▸ **Task**
Return each line of the material below verbatim, without any alteration.

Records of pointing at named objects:
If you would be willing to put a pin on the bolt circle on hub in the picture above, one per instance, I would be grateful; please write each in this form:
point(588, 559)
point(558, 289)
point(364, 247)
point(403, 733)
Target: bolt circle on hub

▸ **Response for this exercise**
If you would be willing to put a pin on the bolt circle on hub in the picture above, one per instance, I would be grateful; please write each in this form:
point(588, 559)
point(558, 289)
point(364, 247)
point(403, 733)
Target: bolt circle on hub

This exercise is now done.